> **ЦИТИРУЕМЫЙ ОТРЫВОК**
------------------------------------------------------------------------
“Мертвые юноши! Мертвые юноши!” –
По площадям плещется стон городов.
Не так ли разносчик сорок и дроздов? –
Их перья на шляпу свою нашей.
Кто книжечку издал “Песни последних оленей”
Висит, продетый кольцом за колени,
Рядом с серебряной шкуркою зайца,
Там где сметана, мясо и яйца.
Падают Брянские, растут у Манташева,
Нет уже юноши, нет уже нашего…
 
   (II, 247)
   “Грифельная ода” – надгробный монумент, стелла и песнь в память всех выбывших из строя, разорвавших цепь. Библейская вертикаль “кремнистого пути” со стыками звезд, следами подков, знаками разрыва колец, язвами и царапинами лета в “Египетской марке” переходит в книжную горизонталь Камня-города: “Он [Парнок] получил обратно все улицы и площади Петербурга – в виде сырых корректурных гранок, верстал проспекты, брошюровал сады. Он подходил к разведенным мостам, напоминающим о том, что все должно оборваться, что пустота и зияние – великолепный товар, что будет, будет разлука, что обманные рычаги управляют громадами и годами. Он ждал, покуда накапливались таборы извозчиков и пешеходов на той и другой стороне, как два враждебных племени или поколенья, поспорившие о торцовой книге в каменном переплете с вырванной серединой” (II, 490-491). Этот кенотаф восходит к стихам раннего Маяковского: “А я – / в читальне улиц – / так часто перелистывал гроба том” (I, 48). У обоих поэтов город – некрополь и раскрытая книга. Как и у Маяковского, книжный том вырастает до размеров каменной плиты. Франц. tombe – это “надгробный камень”, а также “гроб”, “могила”.
   Это многоязыковое кружение, перепутывание книг и имен (переплет!) и составляют те “веселых клерков каламбуры”, которых не понимает мальчик мандельштамовского стихотворения “Домби и сын”:
 
 
Когда, пронзительнее свиста,
Я слышу английский язык –
Я вижу Оливера Твиста
Над кипами конторских книг.
У Чарльза Диккенса спросите,
Что было в Лондоне тогда:
Контора Домби в старом Сити
И Темзы желтая вода…
Дожди и слезы. Белокурый
И нежный мальчик – Домби-сын;
Веселых клерков каламбуры
Не понимает он один.
В конторе сломанные стулья,
На шиллинги и пенсы счет;
Как пчелы, вылетев из улья,
Роятся цифры круглый год.
------------------------------------------------------------------------
> **Исходные данные**
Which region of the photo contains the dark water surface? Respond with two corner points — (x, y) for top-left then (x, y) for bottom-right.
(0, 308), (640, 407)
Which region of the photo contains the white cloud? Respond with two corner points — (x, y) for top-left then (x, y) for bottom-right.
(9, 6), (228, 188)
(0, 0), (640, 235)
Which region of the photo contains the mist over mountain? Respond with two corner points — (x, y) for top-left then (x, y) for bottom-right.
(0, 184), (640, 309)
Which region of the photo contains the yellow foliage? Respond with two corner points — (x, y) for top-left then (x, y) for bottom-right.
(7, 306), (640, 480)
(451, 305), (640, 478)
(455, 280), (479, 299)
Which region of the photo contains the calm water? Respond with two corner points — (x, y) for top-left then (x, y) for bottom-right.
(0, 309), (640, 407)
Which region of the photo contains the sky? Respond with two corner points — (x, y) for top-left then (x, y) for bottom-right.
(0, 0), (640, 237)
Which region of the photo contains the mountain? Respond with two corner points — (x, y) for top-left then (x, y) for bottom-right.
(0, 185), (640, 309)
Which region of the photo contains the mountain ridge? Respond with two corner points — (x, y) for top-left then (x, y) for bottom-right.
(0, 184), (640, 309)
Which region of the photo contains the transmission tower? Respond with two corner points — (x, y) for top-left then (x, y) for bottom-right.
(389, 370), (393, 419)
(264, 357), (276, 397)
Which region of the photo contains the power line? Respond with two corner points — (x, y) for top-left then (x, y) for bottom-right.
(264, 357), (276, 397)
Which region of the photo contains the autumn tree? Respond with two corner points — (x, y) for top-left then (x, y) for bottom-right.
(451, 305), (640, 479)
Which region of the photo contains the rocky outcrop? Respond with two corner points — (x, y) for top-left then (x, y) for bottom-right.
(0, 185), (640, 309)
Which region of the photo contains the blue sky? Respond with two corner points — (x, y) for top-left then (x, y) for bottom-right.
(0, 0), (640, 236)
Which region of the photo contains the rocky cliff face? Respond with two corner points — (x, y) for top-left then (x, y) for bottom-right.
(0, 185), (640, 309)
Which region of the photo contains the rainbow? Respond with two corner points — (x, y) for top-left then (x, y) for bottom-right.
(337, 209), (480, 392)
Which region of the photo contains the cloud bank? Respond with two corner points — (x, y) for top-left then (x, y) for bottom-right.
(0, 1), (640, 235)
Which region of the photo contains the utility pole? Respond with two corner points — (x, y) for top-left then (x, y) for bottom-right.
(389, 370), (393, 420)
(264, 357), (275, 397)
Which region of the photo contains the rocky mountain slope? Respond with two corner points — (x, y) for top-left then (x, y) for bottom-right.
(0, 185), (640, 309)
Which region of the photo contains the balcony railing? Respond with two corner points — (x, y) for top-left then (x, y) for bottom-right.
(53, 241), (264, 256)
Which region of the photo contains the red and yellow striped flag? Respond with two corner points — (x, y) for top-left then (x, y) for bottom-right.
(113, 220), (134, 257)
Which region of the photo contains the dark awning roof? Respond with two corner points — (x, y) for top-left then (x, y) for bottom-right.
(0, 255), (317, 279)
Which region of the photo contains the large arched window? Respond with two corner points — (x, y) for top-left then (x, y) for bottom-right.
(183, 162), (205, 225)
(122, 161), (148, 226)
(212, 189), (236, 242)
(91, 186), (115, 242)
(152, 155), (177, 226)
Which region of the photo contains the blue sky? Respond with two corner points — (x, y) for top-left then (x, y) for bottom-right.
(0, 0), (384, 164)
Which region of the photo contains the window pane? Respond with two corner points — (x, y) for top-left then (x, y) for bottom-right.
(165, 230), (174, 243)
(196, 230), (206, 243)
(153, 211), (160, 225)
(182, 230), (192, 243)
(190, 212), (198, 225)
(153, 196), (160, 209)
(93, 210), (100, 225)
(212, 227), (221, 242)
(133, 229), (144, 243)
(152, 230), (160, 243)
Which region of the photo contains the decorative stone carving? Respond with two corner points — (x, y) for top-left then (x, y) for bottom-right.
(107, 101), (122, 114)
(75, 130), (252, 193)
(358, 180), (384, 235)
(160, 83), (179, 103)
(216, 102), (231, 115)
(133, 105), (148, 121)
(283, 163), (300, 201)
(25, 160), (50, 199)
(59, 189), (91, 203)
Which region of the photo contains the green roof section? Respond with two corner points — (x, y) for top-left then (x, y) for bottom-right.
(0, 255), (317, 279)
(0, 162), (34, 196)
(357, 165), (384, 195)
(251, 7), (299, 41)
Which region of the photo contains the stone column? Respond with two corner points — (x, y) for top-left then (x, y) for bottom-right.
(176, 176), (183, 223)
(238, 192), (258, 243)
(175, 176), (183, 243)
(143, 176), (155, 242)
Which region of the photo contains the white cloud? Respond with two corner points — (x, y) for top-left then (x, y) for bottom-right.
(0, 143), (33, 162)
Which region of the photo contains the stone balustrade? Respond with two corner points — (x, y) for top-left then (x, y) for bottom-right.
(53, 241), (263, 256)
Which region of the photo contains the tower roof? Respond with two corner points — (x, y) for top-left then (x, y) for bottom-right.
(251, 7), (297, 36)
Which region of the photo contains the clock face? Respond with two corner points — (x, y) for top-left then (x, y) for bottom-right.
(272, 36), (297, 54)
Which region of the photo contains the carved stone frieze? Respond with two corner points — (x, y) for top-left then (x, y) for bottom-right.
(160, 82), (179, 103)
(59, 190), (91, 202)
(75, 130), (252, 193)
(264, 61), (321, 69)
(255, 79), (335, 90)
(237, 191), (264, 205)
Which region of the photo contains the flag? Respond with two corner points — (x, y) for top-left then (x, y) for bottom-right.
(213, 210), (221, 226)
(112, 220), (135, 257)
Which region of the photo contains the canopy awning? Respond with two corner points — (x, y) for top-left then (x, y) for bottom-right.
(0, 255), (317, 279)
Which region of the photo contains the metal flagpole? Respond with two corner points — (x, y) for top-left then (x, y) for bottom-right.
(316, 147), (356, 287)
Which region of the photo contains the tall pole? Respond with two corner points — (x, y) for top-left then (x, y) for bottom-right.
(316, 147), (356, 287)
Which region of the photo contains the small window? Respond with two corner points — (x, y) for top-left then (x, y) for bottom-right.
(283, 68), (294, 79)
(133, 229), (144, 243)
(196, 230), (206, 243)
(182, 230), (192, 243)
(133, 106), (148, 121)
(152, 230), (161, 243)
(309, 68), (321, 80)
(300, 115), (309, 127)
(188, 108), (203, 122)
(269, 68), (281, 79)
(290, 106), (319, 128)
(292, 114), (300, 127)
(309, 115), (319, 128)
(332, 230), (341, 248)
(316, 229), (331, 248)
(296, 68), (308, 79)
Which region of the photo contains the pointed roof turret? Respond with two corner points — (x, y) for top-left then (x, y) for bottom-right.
------------------------------------------------------------------------
> **ВЫПОЛНИТЕ ЗАДАНИЯ**
- A) Перескажите кратко, в виде списка, абзац отрывка, начинающийся словами «“Грифельная ода” – надгробный монумент». Сохраните его основные факты.
- B) Перечислите все названия книг и стихотворений, которые приведены в отрывке.
- C) Перепишите из отрывка без изменений текст от «У Чарльза Диккенса» до «понимает он один.».
Записи представляют собой отдельный материал.

> **ОТВЕТЫ ПО ПОРЯДКУ**
- A)
- «Грифельная ода» — надгробный монумент и песнь в память всех выбывших из строя, разорвавших цепь.
- В «Египетской марке» библейская вертикаль «кремнистого пути» переходит в книжную горизонталь Камня-города.
- Парнок получает обратно улицы и площади Петербурга в виде сырых корректурных гранок.
- Он подходит к разведенным мостам и ждет, пока на обеих сторонах скопятся извозчики и пешеходы. Они похожи на два враждебных племени, поспоривших о каменной книге с вырванной серединой.
- Этот кенотаф восходит к стихам раннего Маяковского о том, как он «в читальне улиц» перелистывал «гроба том».
- У обоих поэтов город — некрополь и раскрытая книга, а книжный том вырастает до размеров каменной плиты.
- Французское tombe значит «надгробный камень», а также «гроб» и «могила».

- B)
- «Песни последних оленей»
- «Грифельная ода»
- «Египетская марка»
- «Домби и сын»

- C)
У Чарльза Диккенса спросите,
Что было в Лондоне тогда:
Контора Домби в старом Сити
И Темзы желтая вода…
Дожди и слезы. Белокурый
И нежный мальчик – Домби-сын;
Веселых клерков каламбуры
Не понимает он один.